>> BEGIN
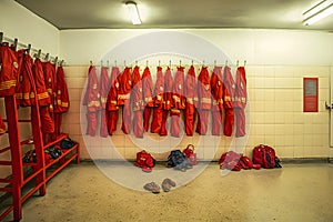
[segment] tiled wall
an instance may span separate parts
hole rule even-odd
[[[165,160],[170,148],[184,148],[188,143],[194,143],[199,158],[205,160],[218,159],[229,149],[242,151],[243,147],[244,152],[251,157],[252,148],[260,143],[274,147],[281,158],[330,157],[330,114],[324,105],[325,101],[330,101],[330,67],[248,65],[249,137],[243,139],[198,134],[174,139],[150,133],[144,139],[134,139],[133,135],[124,135],[120,130],[121,118],[112,137],[83,138],[81,128],[84,134],[85,108],[80,113],[80,100],[88,67],[65,67],[64,71],[71,108],[63,118],[62,129],[81,143],[83,159],[134,159],[135,153],[144,148],[153,152],[157,159]],[[303,112],[304,77],[319,78],[320,101],[316,113]]]

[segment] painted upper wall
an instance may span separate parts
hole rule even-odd
[[[161,39],[144,38],[161,32]],[[246,60],[248,64],[296,64],[333,65],[333,33],[295,30],[258,29],[184,29],[184,30],[62,30],[60,31],[60,53],[67,64],[88,64],[99,62],[107,53],[121,44],[130,42],[128,54],[162,43],[169,34],[185,33],[191,38],[202,38],[220,49],[230,60]],[[140,39],[133,46],[135,39]],[[167,40],[168,41],[168,40]],[[190,40],[189,40],[190,41]],[[184,43],[184,40],[172,42]],[[186,42],[185,42],[186,43]],[[191,46],[194,49],[198,44]],[[195,54],[191,54],[195,57]],[[112,58],[111,58],[112,57]],[[109,58],[108,58],[109,59]],[[122,61],[119,54],[110,56],[110,61]],[[214,60],[219,61],[220,58]],[[212,58],[205,59],[213,63]],[[224,63],[224,61],[223,61]]]
[[[59,54],[59,30],[13,0],[0,1],[0,31],[44,53]]]

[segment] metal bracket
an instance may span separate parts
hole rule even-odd
[[[327,104],[327,102],[325,101],[325,108],[326,108],[326,110],[332,110],[333,109],[333,104]]]

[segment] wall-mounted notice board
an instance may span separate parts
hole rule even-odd
[[[304,78],[303,112],[317,112],[317,78]]]

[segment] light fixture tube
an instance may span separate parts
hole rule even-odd
[[[327,4],[330,3],[330,4]],[[323,8],[324,7],[324,8]],[[305,20],[303,20],[304,26],[313,24],[330,14],[333,13],[333,2],[332,1],[322,1],[321,3],[316,4],[312,9],[307,10],[303,16]]]
[[[141,19],[139,14],[139,10],[137,7],[137,3],[134,1],[128,1],[125,2],[128,10],[129,10],[129,16],[133,24],[141,24]]]

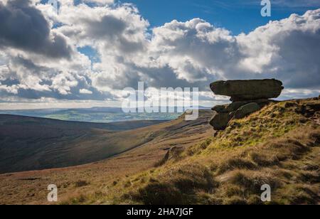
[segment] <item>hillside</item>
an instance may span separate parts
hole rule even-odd
[[[100,161],[148,141],[130,130],[165,122],[102,124],[0,114],[0,173]],[[136,140],[129,144],[127,138]]]
[[[262,204],[267,183],[269,203],[320,203],[318,98],[270,102],[215,134],[211,114],[143,128],[152,140],[105,161],[0,175],[0,203],[48,203],[55,183],[59,204]]]
[[[269,203],[319,204],[319,122],[318,98],[271,103],[232,121],[215,137],[173,151],[162,166],[110,186],[112,192],[102,200],[262,204],[260,188],[268,184],[272,188]]]
[[[48,203],[47,186],[55,183],[61,200],[78,198],[78,191],[97,191],[107,184],[153,168],[171,147],[188,147],[212,136],[208,124],[210,110],[200,111],[199,119],[186,122],[184,117],[169,122],[132,131],[113,133],[106,144],[134,149],[108,159],[78,166],[0,175],[0,204]],[[113,136],[112,136],[113,135]],[[138,139],[148,139],[145,144]],[[147,142],[146,142],[147,141]],[[93,142],[90,146],[94,146]],[[139,145],[139,146],[135,146]],[[72,151],[73,153],[74,151]],[[75,157],[79,154],[70,154]],[[19,188],[16,191],[14,188]]]

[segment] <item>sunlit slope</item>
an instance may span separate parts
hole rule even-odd
[[[108,186],[80,203],[142,204],[319,204],[320,101],[270,103],[232,121],[224,132],[160,166]],[[272,188],[262,203],[261,186]]]
[[[92,146],[100,144],[100,141],[107,142],[102,144],[107,146],[90,149],[90,151],[97,151],[92,153],[95,155],[107,149],[117,149],[124,146],[127,146],[124,147],[127,149],[134,148],[101,161],[67,168],[0,174],[0,204],[48,203],[47,186],[52,183],[58,186],[59,201],[62,202],[72,199],[77,203],[78,196],[82,197],[82,193],[97,193],[100,196],[108,190],[107,185],[117,183],[122,178],[152,169],[171,148],[186,148],[212,136],[213,129],[208,122],[212,115],[210,110],[201,110],[198,119],[195,121],[185,121],[184,116],[181,116],[169,122],[137,130],[105,134],[105,134],[102,137],[98,140],[92,138],[89,144]],[[146,143],[142,144],[144,141]],[[85,153],[79,153],[80,149],[87,151],[85,147],[76,147],[76,149],[68,149],[68,153],[71,158],[81,157]]]
[[[0,173],[100,161],[149,140],[146,131],[131,130],[164,122],[100,124],[0,115]]]

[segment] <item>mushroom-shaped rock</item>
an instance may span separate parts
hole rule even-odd
[[[284,89],[282,82],[275,79],[220,80],[210,87],[215,95],[231,97],[233,102],[277,98]]]

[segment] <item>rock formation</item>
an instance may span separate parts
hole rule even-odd
[[[217,81],[210,85],[215,95],[229,96],[230,105],[212,108],[215,115],[210,124],[215,130],[224,130],[232,119],[241,119],[260,110],[270,98],[279,97],[282,82],[275,79]]]

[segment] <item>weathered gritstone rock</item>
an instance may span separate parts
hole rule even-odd
[[[220,80],[210,87],[215,95],[231,97],[231,101],[277,98],[284,89],[282,82],[275,79]]]
[[[224,130],[233,119],[242,119],[260,110],[279,97],[282,82],[275,79],[217,81],[210,85],[215,95],[231,97],[230,105],[212,108],[215,112],[210,124],[215,130]]]
[[[259,111],[260,107],[255,102],[248,103],[244,106],[242,106],[235,111],[234,118],[236,119],[242,119],[251,113]]]

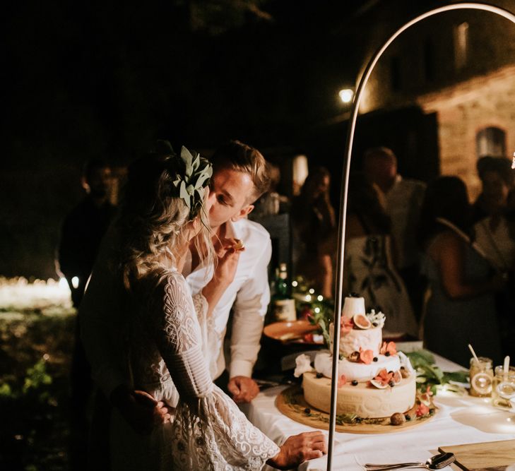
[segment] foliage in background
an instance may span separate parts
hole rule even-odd
[[[292,286],[300,318],[306,318],[314,326],[320,326],[324,342],[328,348],[331,343],[329,324],[334,318],[334,302],[316,293],[302,276],[297,277]]]
[[[439,390],[464,394],[465,388],[456,383],[466,383],[468,381],[468,371],[442,371],[434,364],[434,357],[427,350],[417,350],[406,354],[411,365],[417,371],[417,388],[425,393],[429,386],[430,390],[436,395]]]
[[[74,311],[0,303],[0,469],[64,471]],[[45,313],[45,314],[43,314]]]

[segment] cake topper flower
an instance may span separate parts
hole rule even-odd
[[[304,353],[295,358],[295,371],[293,372],[293,376],[295,378],[299,378],[303,373],[313,371],[311,366],[311,359]]]

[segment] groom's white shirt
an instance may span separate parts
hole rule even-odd
[[[239,239],[245,245],[238,261],[234,281],[225,290],[213,312],[218,352],[218,378],[225,368],[224,338],[231,308],[230,377],[251,377],[259,351],[263,323],[270,302],[268,266],[272,254],[270,235],[257,222],[240,219],[226,223],[226,237]],[[213,266],[201,264],[191,272],[191,254],[182,271],[191,292],[200,292],[213,278]]]

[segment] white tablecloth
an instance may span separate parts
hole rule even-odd
[[[461,369],[442,357],[434,357],[443,371]],[[244,408],[249,420],[278,445],[290,435],[315,430],[294,422],[276,407],[276,398],[284,388],[263,391]],[[492,407],[490,400],[444,393],[434,402],[439,408],[434,417],[410,429],[373,435],[336,433],[333,470],[360,470],[360,463],[365,463],[423,462],[437,453],[439,446],[515,439],[515,413]],[[327,458],[324,457],[306,462],[298,469],[325,470],[326,467]],[[445,468],[451,469],[458,468]]]

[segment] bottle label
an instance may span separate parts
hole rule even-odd
[[[276,299],[273,302],[273,316],[278,321],[297,321],[295,299]]]

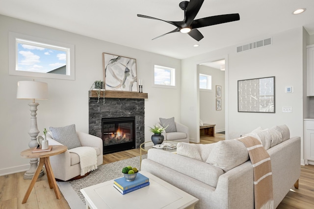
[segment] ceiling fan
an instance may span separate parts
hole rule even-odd
[[[182,21],[168,21],[139,14],[137,14],[137,17],[161,20],[177,27],[174,30],[152,40],[157,39],[167,34],[180,31],[182,33],[187,33],[197,41],[199,41],[204,36],[197,28],[240,20],[240,16],[238,13],[217,15],[194,20],[204,1],[204,0],[190,0],[189,2],[184,1],[179,3],[179,6],[184,12],[184,19]]]

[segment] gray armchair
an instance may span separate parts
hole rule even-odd
[[[164,140],[189,143],[190,142],[190,134],[188,128],[178,122],[175,122],[175,123],[176,124],[177,132],[163,132],[161,134],[164,137]]]
[[[103,164],[103,140],[99,137],[82,132],[77,131],[78,136],[82,146],[91,147],[95,149],[97,154],[97,165]],[[50,145],[62,145],[53,140],[51,131],[47,134]],[[55,179],[68,181],[75,177],[80,177],[79,157],[75,154],[65,152],[50,157],[50,163]]]

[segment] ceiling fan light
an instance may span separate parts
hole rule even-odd
[[[305,8],[302,8],[301,9],[298,9],[297,10],[296,10],[295,11],[294,11],[293,13],[293,14],[294,15],[297,15],[298,14],[301,14],[302,12],[304,12],[305,11],[305,10],[306,10],[306,9]]]
[[[191,31],[191,28],[189,27],[184,27],[180,29],[180,32],[183,33],[187,33]]]

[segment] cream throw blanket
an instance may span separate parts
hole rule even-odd
[[[238,139],[244,144],[253,166],[255,209],[273,209],[273,181],[270,157],[261,142],[251,136]]]
[[[97,169],[97,153],[95,149],[90,147],[78,147],[69,150],[69,152],[76,153],[79,157],[81,176]]]

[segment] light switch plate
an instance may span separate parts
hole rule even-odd
[[[283,112],[292,112],[292,106],[283,106]]]
[[[293,93],[293,87],[286,86],[286,93]]]

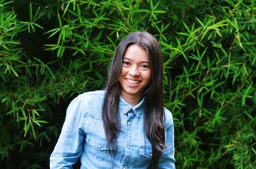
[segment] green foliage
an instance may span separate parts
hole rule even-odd
[[[48,167],[69,101],[104,87],[118,43],[134,31],[152,33],[161,46],[177,168],[256,168],[253,0],[6,1],[0,0],[4,168]]]

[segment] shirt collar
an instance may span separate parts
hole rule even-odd
[[[140,101],[139,103],[132,107],[130,103],[127,103],[120,95],[119,98],[119,108],[121,112],[122,112],[124,114],[128,113],[129,111],[132,110],[133,112],[134,112],[135,115],[139,117],[141,114],[141,112],[143,110],[143,102],[145,98],[143,98]]]

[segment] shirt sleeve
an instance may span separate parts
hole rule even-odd
[[[164,152],[162,154],[159,159],[158,168],[159,169],[175,169],[174,163],[174,128],[172,120],[172,115],[168,110],[166,117],[167,123],[165,125],[165,137],[166,143],[168,148],[164,149]]]
[[[81,99],[69,105],[66,119],[54,149],[50,157],[50,168],[72,168],[83,150],[84,132]]]

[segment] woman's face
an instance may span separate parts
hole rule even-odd
[[[122,87],[121,95],[124,99],[141,98],[144,88],[150,81],[150,66],[146,50],[136,44],[127,48],[118,78]]]

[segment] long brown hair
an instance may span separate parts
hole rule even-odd
[[[151,80],[143,91],[144,131],[152,144],[153,152],[148,168],[157,168],[163,149],[167,147],[164,127],[163,66],[158,41],[147,32],[132,33],[125,37],[117,47],[110,67],[102,107],[104,131],[109,147],[116,146],[120,122],[118,104],[121,87],[118,79],[123,57],[127,48],[133,44],[147,51],[150,62]]]

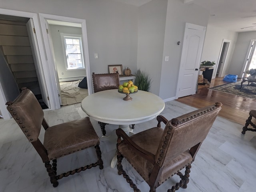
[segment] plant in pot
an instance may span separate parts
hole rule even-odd
[[[200,65],[200,66],[213,66],[216,64],[214,61],[204,61],[201,63],[202,64]]]
[[[139,90],[148,91],[151,86],[152,80],[149,75],[144,71],[138,70],[136,74],[134,84]]]
[[[256,80],[256,69],[248,69],[246,71],[245,73],[250,75],[247,77],[248,79],[250,80]]]

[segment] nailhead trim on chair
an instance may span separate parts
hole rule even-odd
[[[211,111],[212,111],[213,110],[216,109],[216,107],[216,107],[215,106],[213,106],[211,108],[209,108],[204,111],[201,111],[200,112],[194,114],[194,115],[192,115],[190,117],[187,117],[186,118],[182,119],[179,121],[176,118],[172,119],[172,124],[174,126],[177,126],[180,124],[182,124],[184,122],[186,122],[188,120],[189,121],[190,120],[191,120],[192,119],[194,119],[195,118],[198,117],[198,116],[200,116],[204,114],[205,113],[206,113]]]

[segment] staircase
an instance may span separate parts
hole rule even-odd
[[[26,24],[0,19],[0,51],[19,88],[26,87],[35,95],[40,94]]]

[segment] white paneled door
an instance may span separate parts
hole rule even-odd
[[[176,98],[196,93],[206,27],[186,23]]]

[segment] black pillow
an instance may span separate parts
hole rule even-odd
[[[87,87],[87,80],[86,77],[84,78],[81,82],[78,84],[78,87],[80,88],[83,88],[84,89],[88,89]]]

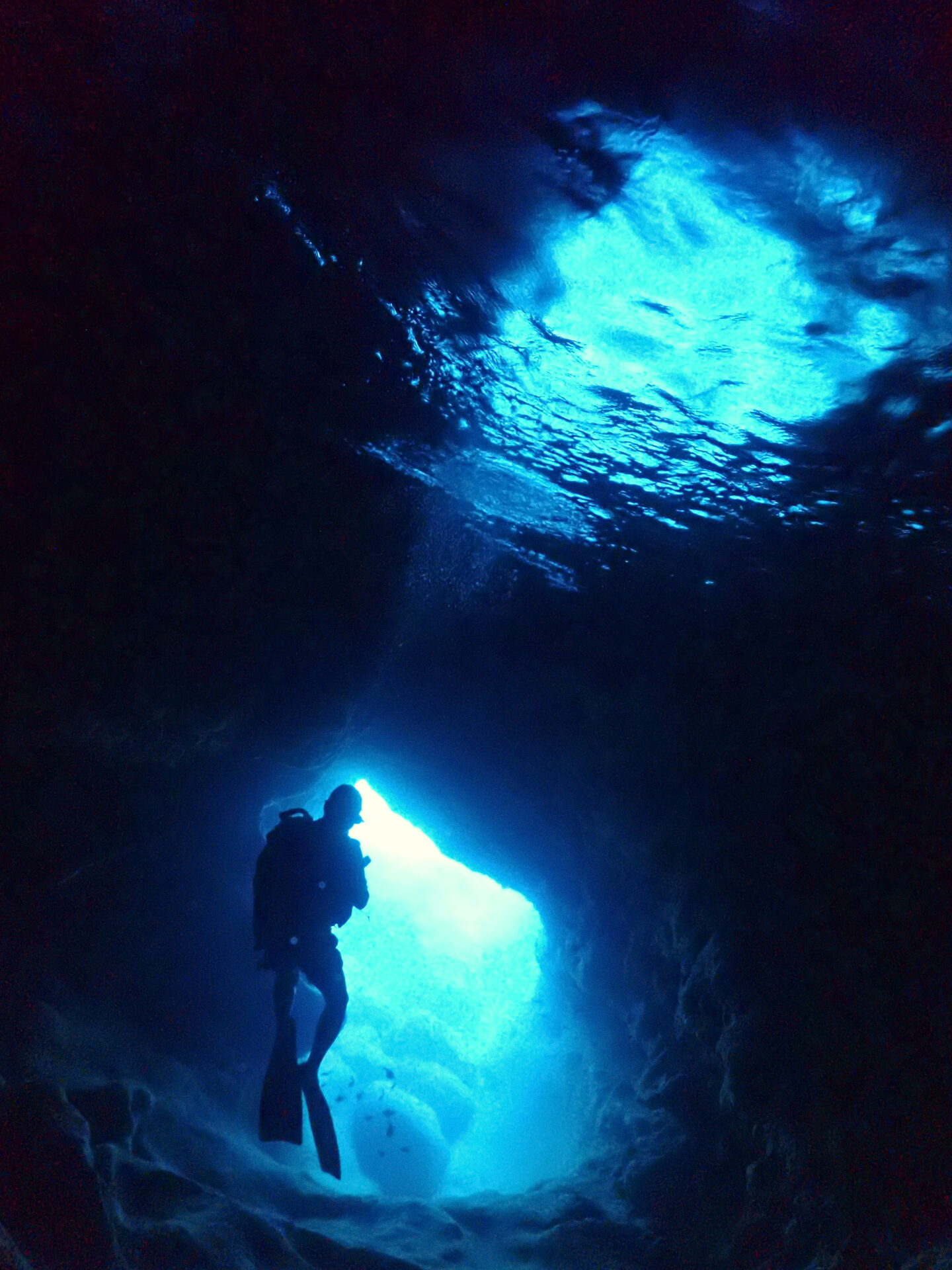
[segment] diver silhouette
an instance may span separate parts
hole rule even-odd
[[[307,1105],[321,1168],[340,1177],[330,1109],[321,1093],[321,1062],[344,1026],[347,980],[331,926],[343,926],[369,898],[362,853],[350,829],[362,823],[362,799],[353,785],[338,785],[314,820],[303,808],[282,812],[258,857],[254,878],[254,937],[259,969],[274,972],[275,1038],[261,1088],[263,1142],[302,1140],[301,1096]],[[303,974],[324,997],[314,1043],[298,1063],[291,1013]]]

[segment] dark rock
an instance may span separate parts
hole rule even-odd
[[[149,1090],[122,1081],[69,1090],[66,1096],[89,1124],[94,1147],[103,1142],[129,1147],[140,1118],[147,1114],[152,1104]]]
[[[30,1082],[0,1092],[0,1224],[50,1270],[117,1265],[89,1126],[60,1086]]]

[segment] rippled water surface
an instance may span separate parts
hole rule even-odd
[[[437,286],[399,312],[452,441],[376,453],[486,526],[605,542],[645,517],[823,517],[835,494],[795,472],[844,411],[861,448],[943,434],[920,390],[947,377],[948,235],[896,178],[801,133],[715,146],[592,105],[570,119],[589,121],[630,155],[623,189],[539,216],[534,259],[484,297],[490,334]],[[890,367],[913,386],[883,387]]]

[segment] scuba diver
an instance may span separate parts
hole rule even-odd
[[[363,818],[360,794],[338,785],[315,820],[303,808],[282,812],[258,857],[254,878],[254,939],[261,970],[274,972],[277,1034],[261,1088],[261,1142],[301,1146],[301,1095],[307,1104],[321,1168],[340,1177],[330,1109],[317,1072],[344,1026],[347,982],[331,926],[343,926],[368,900],[364,856],[349,831]],[[298,1063],[291,1007],[303,974],[324,997],[314,1044]]]

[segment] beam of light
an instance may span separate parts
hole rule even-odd
[[[341,933],[352,998],[396,1015],[433,1007],[477,1058],[532,1001],[541,918],[524,895],[444,856],[367,781],[357,787],[372,904]]]
[[[348,1185],[425,1199],[571,1167],[576,1041],[541,1003],[539,914],[357,785],[371,900],[339,932],[350,1005],[321,1067]]]

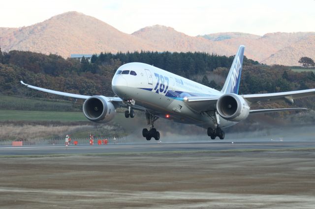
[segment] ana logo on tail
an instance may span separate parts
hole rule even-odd
[[[235,86],[236,86],[237,88],[238,88],[238,85],[236,85],[238,84],[238,81],[239,81],[239,75],[240,73],[240,70],[242,68],[242,64],[241,64],[241,61],[240,61],[240,57],[238,56],[236,58],[236,62],[235,62],[235,65],[234,65],[234,67],[233,69],[233,72],[232,72],[232,75],[231,77],[231,81],[232,82],[232,89],[231,91],[233,92],[236,92],[237,93],[238,91],[238,89],[235,89]],[[240,76],[239,77],[240,77]]]

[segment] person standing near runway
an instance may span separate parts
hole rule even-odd
[[[65,136],[65,148],[67,148],[68,145],[69,145],[69,135],[67,135]]]

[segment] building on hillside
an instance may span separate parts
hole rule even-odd
[[[72,53],[70,55],[70,58],[71,58],[72,59],[78,59],[81,62],[81,60],[82,59],[82,57],[84,57],[84,58],[89,60],[89,62],[91,62],[91,58],[92,58],[93,55],[93,54]]]

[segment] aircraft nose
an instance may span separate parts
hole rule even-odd
[[[119,92],[120,87],[128,86],[127,80],[121,75],[117,75],[113,78],[112,80],[112,88],[115,94]]]

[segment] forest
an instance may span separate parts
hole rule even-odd
[[[27,89],[20,80],[33,85],[84,95],[113,96],[111,79],[121,65],[140,62],[163,69],[220,90],[234,56],[205,52],[134,52],[94,55],[91,62],[31,52],[0,51],[0,92],[2,95],[60,99]],[[296,72],[282,65],[268,66],[244,57],[239,94],[277,92],[315,88],[313,72]],[[67,98],[63,98],[67,99]],[[313,108],[312,99],[299,106]],[[270,106],[270,104],[268,104]],[[273,104],[277,106],[277,104]]]

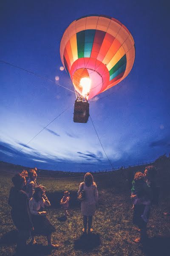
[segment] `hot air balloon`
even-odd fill
[[[79,122],[88,120],[88,100],[124,79],[135,56],[134,40],[127,28],[114,18],[96,15],[71,23],[62,37],[60,52],[75,88],[74,120]]]

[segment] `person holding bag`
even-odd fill
[[[98,200],[97,186],[90,172],[85,174],[84,181],[80,183],[77,194],[78,199],[81,201],[81,211],[83,216],[84,228],[82,231],[85,234],[87,234],[88,223],[88,233],[90,233],[93,231],[91,228],[93,216],[95,214],[96,204]],[[79,197],[82,199],[79,199]]]

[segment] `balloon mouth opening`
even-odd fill
[[[76,70],[72,81],[76,91],[87,99],[99,93],[103,84],[102,78],[97,71],[85,68]]]
[[[83,77],[80,81],[80,85],[82,87],[82,96],[88,99],[91,87],[91,80],[89,77]]]

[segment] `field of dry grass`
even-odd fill
[[[11,175],[0,174],[0,236],[2,256],[12,255],[15,252],[16,230],[10,215],[7,201],[12,186]],[[82,178],[38,179],[39,183],[46,187],[46,195],[51,206],[47,210],[48,217],[56,228],[53,241],[60,245],[60,249],[49,251],[44,237],[36,239],[38,244],[28,245],[29,255],[67,255],[75,256],[139,256],[170,255],[170,217],[163,214],[170,206],[168,189],[161,193],[159,206],[153,206],[148,224],[149,237],[144,246],[133,239],[139,234],[132,223],[133,210],[130,199],[129,184],[116,182],[112,173],[98,175],[95,177],[99,193],[99,202],[94,217],[94,232],[87,237],[82,236],[82,216],[76,192]],[[71,197],[70,216],[62,221],[63,215],[60,201],[65,190]],[[169,194],[168,194],[169,193]]]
>> END
__GIVEN PROBLEM__:
Could you transcribe, line for line, the part that runs from the start of the records through the line containing "[[[304,78],[303,112],[317,112],[317,78]]]", leaving the pictures out?

__THE RESULT__:
[segment] tiled wall
an instance may span separate parts
hole rule even-odd
[[[165,160],[170,148],[184,148],[188,143],[194,143],[199,158],[205,160],[218,159],[229,149],[242,151],[243,147],[244,152],[251,157],[252,148],[260,143],[274,147],[281,158],[330,157],[330,114],[324,105],[325,101],[330,101],[330,67],[248,65],[249,137],[243,139],[198,134],[174,139],[150,133],[144,139],[134,139],[133,135],[124,135],[120,130],[121,118],[112,137],[83,138],[81,128],[84,134],[85,108],[80,113],[80,100],[88,67],[65,67],[64,71],[71,108],[63,118],[62,129],[81,143],[83,159],[134,159],[135,153],[144,148],[153,152],[157,159]],[[303,112],[304,77],[319,78],[320,101],[316,113]]]

[segment] painted upper wall
an instance may span separate parts
hole rule even-odd
[[[161,39],[144,38],[161,32]],[[246,60],[248,64],[296,64],[333,65],[333,33],[295,30],[258,29],[184,29],[184,30],[62,30],[60,31],[60,53],[67,64],[88,64],[99,62],[107,53],[121,44],[130,42],[128,54],[162,43],[169,34],[185,33],[191,38],[202,38],[220,49],[230,60]],[[140,39],[133,46],[135,39]],[[167,40],[168,41],[168,40]],[[190,40],[189,40],[190,41]],[[184,43],[184,40],[172,42]],[[186,42],[185,42],[186,43]],[[191,46],[194,49],[198,44]],[[195,54],[191,54],[195,57]],[[112,58],[111,58],[112,57]],[[109,58],[108,58],[109,59]],[[122,61],[119,54],[110,56],[110,61]],[[214,60],[219,61],[220,58]],[[212,58],[205,59],[213,63]],[[224,63],[224,61],[223,61]]]
[[[59,54],[59,30],[13,0],[0,1],[0,31],[44,53]]]

[segment] metal bracket
an instance may span separate parts
hole rule even-odd
[[[327,104],[327,102],[325,101],[325,108],[326,108],[326,110],[332,110],[333,109],[333,104]]]

[segment] wall-mounted notice board
an instance may span separate parts
hole rule even-odd
[[[304,78],[303,112],[317,112],[317,78]]]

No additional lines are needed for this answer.